-------- Records for this task --------

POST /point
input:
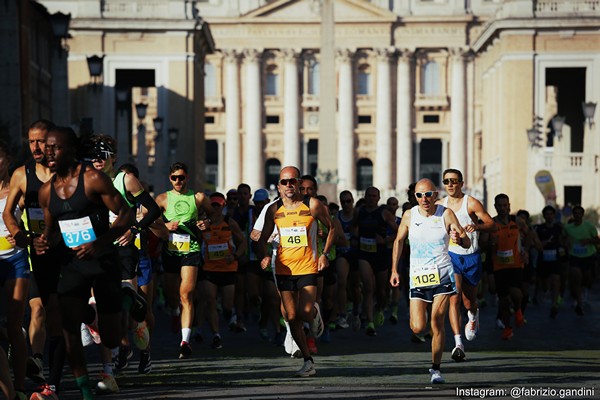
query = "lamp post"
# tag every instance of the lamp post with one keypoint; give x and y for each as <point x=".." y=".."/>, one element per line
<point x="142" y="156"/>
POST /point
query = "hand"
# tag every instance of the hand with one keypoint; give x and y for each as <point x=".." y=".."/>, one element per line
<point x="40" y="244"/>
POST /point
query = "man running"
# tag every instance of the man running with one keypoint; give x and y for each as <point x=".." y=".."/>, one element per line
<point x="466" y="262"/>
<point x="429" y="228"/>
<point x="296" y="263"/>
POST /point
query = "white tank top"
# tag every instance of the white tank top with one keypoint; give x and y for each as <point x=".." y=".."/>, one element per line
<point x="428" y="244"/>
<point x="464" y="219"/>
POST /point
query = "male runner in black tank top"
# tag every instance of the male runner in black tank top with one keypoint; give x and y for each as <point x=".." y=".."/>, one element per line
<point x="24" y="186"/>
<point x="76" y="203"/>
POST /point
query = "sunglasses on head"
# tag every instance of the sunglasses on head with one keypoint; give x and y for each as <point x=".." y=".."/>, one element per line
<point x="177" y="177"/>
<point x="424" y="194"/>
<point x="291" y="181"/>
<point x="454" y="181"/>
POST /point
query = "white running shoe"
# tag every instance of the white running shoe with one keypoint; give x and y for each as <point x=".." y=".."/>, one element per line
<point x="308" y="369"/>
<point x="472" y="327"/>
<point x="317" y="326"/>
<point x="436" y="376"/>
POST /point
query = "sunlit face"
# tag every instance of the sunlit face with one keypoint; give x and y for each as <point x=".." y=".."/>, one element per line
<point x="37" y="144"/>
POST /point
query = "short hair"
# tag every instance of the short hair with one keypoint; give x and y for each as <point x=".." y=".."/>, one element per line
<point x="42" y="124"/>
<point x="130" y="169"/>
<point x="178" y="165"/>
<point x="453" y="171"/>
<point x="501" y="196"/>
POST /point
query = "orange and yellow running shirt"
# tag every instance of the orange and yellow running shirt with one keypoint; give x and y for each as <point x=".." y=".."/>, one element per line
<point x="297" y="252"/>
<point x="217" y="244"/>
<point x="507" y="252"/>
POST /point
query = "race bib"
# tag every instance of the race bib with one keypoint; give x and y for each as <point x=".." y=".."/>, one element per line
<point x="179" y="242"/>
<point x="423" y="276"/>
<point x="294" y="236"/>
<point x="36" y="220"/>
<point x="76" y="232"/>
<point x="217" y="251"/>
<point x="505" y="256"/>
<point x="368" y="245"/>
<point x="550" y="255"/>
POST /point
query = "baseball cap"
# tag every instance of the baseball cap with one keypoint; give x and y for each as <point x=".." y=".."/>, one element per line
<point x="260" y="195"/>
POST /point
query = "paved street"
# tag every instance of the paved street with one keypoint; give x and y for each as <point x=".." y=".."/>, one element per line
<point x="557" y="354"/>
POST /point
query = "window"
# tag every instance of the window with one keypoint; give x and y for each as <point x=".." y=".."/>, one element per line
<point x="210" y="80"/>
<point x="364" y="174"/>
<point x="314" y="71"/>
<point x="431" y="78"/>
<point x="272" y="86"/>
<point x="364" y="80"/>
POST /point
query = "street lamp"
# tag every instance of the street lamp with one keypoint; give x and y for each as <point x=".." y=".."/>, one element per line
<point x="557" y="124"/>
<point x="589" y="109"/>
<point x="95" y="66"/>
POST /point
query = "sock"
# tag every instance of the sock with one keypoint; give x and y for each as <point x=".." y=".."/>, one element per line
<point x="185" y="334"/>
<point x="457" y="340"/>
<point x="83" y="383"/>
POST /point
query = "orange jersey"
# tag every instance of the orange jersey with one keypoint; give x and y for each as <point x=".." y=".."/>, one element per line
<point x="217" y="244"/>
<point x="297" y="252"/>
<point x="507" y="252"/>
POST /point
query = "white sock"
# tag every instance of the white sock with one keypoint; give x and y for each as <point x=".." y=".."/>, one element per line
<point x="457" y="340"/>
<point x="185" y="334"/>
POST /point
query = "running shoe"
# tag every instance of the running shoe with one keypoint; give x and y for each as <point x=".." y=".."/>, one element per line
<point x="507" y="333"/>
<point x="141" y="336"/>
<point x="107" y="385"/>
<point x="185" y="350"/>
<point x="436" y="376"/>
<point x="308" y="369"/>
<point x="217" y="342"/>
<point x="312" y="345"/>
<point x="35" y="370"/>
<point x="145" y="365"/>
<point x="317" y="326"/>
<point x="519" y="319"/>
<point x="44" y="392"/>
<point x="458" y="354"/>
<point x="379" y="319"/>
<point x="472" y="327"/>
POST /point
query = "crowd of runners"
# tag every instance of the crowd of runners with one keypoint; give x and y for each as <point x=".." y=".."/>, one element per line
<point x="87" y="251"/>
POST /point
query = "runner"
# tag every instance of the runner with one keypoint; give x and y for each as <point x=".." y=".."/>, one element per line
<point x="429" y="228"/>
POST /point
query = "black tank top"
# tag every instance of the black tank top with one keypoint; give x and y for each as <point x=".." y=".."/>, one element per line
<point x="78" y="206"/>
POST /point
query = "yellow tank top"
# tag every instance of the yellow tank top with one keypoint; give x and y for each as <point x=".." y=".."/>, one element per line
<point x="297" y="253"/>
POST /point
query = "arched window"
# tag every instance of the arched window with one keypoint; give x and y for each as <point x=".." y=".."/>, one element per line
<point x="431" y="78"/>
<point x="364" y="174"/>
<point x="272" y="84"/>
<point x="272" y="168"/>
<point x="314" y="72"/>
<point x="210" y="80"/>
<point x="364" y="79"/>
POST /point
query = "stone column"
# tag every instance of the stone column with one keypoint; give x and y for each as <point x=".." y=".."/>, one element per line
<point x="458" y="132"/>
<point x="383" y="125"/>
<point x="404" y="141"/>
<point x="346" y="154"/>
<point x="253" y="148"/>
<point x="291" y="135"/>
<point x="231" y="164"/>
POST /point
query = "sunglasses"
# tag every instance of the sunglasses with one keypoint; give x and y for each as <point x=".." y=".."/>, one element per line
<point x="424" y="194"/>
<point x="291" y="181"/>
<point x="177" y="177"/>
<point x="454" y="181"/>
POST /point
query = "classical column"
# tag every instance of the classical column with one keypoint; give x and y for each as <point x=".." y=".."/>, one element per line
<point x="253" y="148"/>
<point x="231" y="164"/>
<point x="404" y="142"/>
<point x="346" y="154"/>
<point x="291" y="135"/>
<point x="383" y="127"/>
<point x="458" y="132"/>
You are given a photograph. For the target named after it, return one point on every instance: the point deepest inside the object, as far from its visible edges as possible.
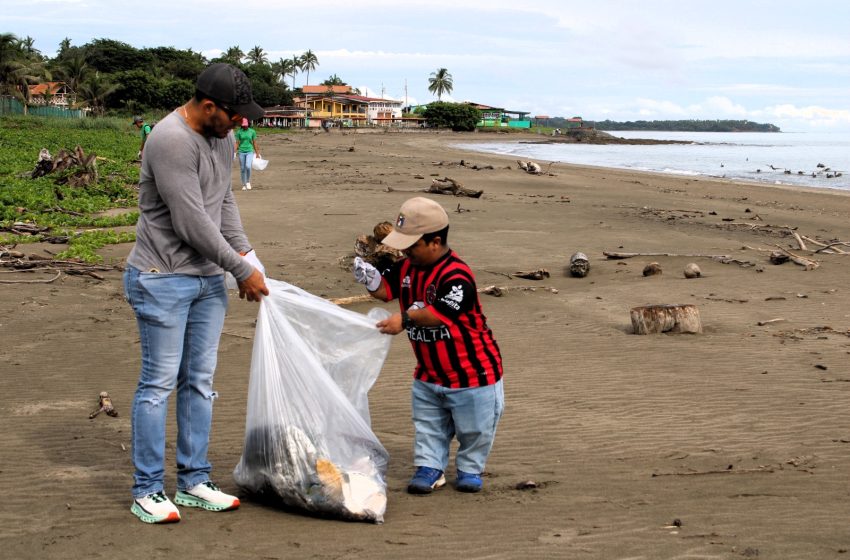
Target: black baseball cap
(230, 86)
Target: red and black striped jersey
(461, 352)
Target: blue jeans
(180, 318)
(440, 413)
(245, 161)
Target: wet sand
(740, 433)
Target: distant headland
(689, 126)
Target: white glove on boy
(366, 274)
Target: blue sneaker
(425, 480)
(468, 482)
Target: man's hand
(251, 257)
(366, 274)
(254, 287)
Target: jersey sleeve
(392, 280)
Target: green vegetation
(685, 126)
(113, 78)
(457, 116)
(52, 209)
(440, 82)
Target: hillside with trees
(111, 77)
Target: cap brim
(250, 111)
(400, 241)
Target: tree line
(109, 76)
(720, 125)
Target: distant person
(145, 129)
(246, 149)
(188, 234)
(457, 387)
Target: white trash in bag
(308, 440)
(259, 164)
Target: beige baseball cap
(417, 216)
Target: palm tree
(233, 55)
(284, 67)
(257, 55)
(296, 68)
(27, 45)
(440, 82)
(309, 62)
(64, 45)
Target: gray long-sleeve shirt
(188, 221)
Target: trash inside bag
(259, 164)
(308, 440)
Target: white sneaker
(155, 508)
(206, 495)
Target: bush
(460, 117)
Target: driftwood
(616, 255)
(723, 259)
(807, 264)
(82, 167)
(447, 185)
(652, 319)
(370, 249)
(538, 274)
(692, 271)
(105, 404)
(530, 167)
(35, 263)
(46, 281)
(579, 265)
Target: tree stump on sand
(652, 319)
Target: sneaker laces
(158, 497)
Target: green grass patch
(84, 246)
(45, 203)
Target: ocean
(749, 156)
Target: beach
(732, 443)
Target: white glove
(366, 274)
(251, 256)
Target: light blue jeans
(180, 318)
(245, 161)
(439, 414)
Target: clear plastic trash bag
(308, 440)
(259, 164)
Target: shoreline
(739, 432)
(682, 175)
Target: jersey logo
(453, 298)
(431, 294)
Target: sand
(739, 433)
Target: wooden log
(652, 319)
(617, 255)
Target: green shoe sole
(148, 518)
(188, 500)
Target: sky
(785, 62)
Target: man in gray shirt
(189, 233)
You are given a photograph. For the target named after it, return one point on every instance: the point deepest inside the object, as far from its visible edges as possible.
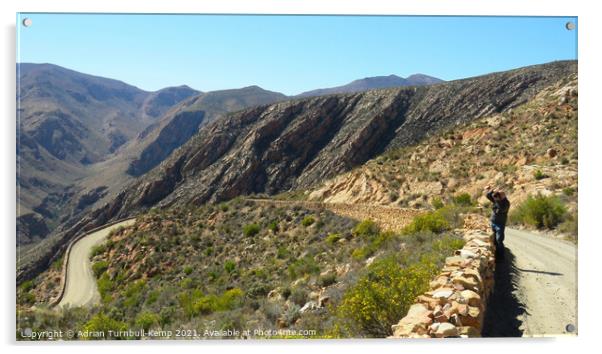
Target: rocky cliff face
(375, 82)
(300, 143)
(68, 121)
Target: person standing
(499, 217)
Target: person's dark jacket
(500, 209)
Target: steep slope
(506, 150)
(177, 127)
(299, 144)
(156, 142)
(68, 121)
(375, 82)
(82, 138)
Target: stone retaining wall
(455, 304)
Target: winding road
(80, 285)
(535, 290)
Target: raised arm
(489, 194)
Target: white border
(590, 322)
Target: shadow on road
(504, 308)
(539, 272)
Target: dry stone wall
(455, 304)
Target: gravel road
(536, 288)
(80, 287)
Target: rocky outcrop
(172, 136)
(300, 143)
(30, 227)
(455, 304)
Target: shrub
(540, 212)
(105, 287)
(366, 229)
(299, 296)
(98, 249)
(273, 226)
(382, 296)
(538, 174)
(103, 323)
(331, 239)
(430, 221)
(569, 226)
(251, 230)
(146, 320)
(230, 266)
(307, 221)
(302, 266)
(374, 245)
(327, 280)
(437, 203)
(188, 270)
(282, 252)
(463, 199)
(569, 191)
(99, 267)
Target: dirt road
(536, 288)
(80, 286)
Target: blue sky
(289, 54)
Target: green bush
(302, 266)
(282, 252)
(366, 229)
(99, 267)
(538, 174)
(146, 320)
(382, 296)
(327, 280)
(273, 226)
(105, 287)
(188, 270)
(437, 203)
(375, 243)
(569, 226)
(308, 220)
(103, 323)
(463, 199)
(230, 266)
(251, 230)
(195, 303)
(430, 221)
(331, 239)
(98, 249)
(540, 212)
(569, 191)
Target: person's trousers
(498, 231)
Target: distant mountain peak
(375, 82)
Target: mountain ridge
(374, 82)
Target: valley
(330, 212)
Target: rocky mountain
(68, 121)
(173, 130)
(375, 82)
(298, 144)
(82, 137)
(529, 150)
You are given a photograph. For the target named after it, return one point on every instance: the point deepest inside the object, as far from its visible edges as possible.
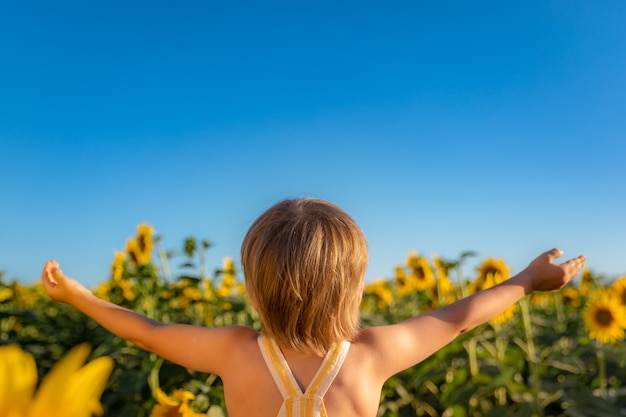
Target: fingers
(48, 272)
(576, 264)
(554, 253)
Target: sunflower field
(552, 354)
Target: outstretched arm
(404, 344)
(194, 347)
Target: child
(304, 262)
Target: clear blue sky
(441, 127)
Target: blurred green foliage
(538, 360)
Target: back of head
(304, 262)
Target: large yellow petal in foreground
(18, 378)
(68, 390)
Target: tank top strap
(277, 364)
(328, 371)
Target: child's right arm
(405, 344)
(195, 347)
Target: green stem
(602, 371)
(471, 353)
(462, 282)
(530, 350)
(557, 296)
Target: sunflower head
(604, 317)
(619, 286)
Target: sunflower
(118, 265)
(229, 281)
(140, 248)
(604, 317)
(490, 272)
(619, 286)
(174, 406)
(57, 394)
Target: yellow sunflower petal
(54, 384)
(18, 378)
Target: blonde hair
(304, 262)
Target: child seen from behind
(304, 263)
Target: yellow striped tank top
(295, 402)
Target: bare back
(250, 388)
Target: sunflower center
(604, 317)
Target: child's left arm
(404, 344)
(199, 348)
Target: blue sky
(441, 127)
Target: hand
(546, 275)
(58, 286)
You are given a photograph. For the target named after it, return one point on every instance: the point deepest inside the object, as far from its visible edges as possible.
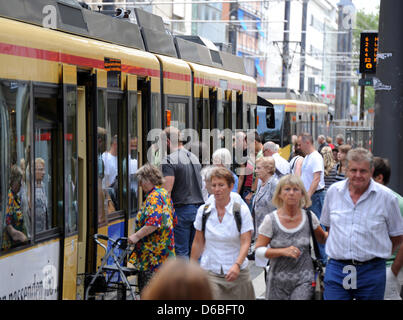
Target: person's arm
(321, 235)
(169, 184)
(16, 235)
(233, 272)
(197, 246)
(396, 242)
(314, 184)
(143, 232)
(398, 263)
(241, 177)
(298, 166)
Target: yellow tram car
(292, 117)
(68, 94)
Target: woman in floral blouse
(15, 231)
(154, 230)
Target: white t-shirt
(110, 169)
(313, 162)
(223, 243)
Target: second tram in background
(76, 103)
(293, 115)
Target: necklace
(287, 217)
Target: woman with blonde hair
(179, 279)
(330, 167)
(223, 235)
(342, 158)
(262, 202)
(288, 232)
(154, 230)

--------

> Task directions: Please write out, exactly as they appear, the line that contains "Target: second tram in background" and every line after it up to the end of the entries above, and no others.

> Answer space:
Target: second tram in background
(76, 103)
(293, 115)
Target: necklace
(287, 217)
Target: woman with blonde hair
(179, 279)
(330, 167)
(223, 235)
(342, 158)
(262, 202)
(288, 232)
(154, 230)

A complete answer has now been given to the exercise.